Work to be completed:
Lay out the listing below as a Markdown table with the columns Row and Entry, numbering each line that is not blank and omitting the pictures.
** Start of Stored data **
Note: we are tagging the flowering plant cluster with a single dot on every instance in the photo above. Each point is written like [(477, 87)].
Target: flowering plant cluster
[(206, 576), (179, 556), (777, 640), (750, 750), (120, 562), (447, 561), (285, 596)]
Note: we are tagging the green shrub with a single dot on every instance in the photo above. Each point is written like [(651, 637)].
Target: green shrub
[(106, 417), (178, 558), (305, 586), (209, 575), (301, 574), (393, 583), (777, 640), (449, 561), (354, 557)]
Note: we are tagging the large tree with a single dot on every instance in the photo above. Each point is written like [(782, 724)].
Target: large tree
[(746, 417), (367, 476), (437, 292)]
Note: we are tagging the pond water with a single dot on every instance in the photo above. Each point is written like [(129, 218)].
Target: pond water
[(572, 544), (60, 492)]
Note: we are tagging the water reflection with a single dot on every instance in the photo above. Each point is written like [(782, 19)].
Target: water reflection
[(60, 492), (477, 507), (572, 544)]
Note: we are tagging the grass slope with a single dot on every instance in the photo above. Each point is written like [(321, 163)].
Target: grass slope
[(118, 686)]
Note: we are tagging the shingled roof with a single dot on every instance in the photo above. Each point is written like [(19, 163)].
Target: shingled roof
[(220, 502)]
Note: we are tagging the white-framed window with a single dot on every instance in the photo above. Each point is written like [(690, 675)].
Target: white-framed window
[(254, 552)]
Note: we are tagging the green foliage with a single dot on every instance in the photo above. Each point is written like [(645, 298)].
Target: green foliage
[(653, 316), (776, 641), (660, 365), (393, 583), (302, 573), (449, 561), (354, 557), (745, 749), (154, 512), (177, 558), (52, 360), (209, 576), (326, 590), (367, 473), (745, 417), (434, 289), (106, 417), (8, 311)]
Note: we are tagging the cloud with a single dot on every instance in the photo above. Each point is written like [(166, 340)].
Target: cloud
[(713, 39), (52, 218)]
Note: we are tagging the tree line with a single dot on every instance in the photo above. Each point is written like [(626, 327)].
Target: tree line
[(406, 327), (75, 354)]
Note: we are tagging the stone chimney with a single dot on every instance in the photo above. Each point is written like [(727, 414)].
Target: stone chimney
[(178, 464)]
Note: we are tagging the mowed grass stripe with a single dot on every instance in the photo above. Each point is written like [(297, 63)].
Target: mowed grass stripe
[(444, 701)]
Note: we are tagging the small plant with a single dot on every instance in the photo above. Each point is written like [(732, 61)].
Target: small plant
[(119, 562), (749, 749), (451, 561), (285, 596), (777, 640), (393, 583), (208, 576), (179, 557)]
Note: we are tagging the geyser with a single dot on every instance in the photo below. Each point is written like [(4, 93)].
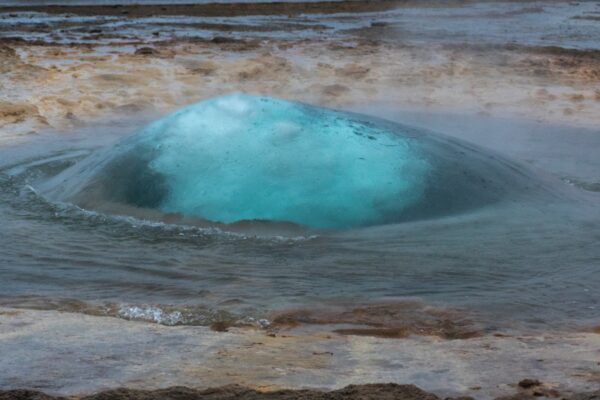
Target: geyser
[(239, 157)]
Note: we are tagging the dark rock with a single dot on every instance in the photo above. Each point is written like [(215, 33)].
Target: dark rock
** End of Stored data **
Task result:
| Row | Entry |
|---|---|
| 1 | Note: we are tagging the flowering plant cluster with a single dot on every instance in the photo above. Each point is written like [(477, 87)]. |
| 2 | Target: flowering plant cluster |
| 3 | [(206, 576), (179, 556), (777, 640), (750, 750), (120, 562), (447, 561), (285, 596)] |
| 4 | Note: we are tagging the green shrub with a single dot on every instance in the photo above. Each point is written like [(651, 637)]. |
| 5 | Target: green shrub |
| 6 | [(106, 417), (178, 558), (305, 586), (209, 575), (301, 574), (393, 583), (777, 640), (449, 561), (354, 557)] |
| 7 | Note: we are tagging the large tree with a single dot on every instance in the photo above. Each point is written like [(782, 724)]. |
| 8 | Target: large tree |
| 9 | [(746, 417), (367, 476), (437, 292)] |
| 10 | Note: we are tagging the pond water with a single dot on every instance in the photo above. Each point is written like [(129, 218)]. |
| 11 | Target: pond water |
| 12 | [(572, 544), (60, 492)] |
| 13 | Note: we are tagging the water reflection with a single dot on every instance in the photo above. Each point is written like [(782, 19)]. |
| 14 | Target: water reflection |
| 15 | [(60, 492), (477, 507), (572, 544)] |
| 16 | Note: we are tagging the grass slope with a single dot on every instance in the photo above. Each point is written like [(321, 163)]. |
| 17 | Target: grass slope |
| 18 | [(118, 686)] |
| 19 | Note: we are tagging the shingled roof with a single dot on every instance in the photo above. Each point is written like [(19, 163)]. |
| 20 | Target: shingled roof |
| 21 | [(220, 502)] |
| 22 | Note: we are tagging the white-framed window with a single dot on every instance in the photo above. Each point is written like [(690, 675)]. |
| 23 | Target: white-framed window |
| 24 | [(254, 552)] |
| 25 | Note: we are tagging the green foliage with a single dot on every instance in the photo above. Each point is written like [(645, 298)]. |
| 26 | Target: green foliage |
| 27 | [(653, 316), (776, 641), (660, 365), (393, 583), (302, 573), (449, 561), (354, 557), (745, 749), (154, 512), (177, 558), (52, 360), (209, 576), (326, 590), (367, 473), (745, 417), (434, 289), (106, 417), (8, 311)] |
| 28 | Note: we are tagging the cloud with a single dot on every instance in the photo above. Each point is written like [(166, 340)]. |
| 29 | Target: cloud |
| 30 | [(713, 39), (52, 218)] |
| 31 | Note: we are tagging the tree line with a single dot on every instance in the photo above. Each point is written like [(626, 327)]. |
| 32 | Target: tree line |
| 33 | [(406, 327), (75, 354)] |
| 34 | Note: we are tagging the stone chimney with a single dot on every instance in the photo above. Each point is written like [(727, 414)]. |
| 35 | Target: stone chimney |
| 36 | [(178, 464)] |
| 37 | Note: we are tagging the mowed grass stripe with a single dot on every instance in the photo above. Each point is written like [(297, 63)]. |
| 38 | Target: mowed grass stripe |
| 39 | [(444, 701)] |
| 40 | Note: we are tagging the small plant with a single dot on every instance in the photo above. Each point is written like [(732, 61)]. |
| 41 | Target: small plant |
| 42 | [(119, 562), (749, 749), (451, 561), (285, 596), (777, 640), (393, 583), (208, 576), (179, 557)] |
| 43 | Note: we are tagging the geyser with a single dot on every instance in the photo below. Each point is written like [(4, 93)]. |
| 44 | Target: geyser |
| 45 | [(239, 157)] |
| 46 | Note: we are tagging the dark rock with a single dot on every instance in the photo above. Each point is written like [(215, 33)]. |
| 47 | Target: dark rock |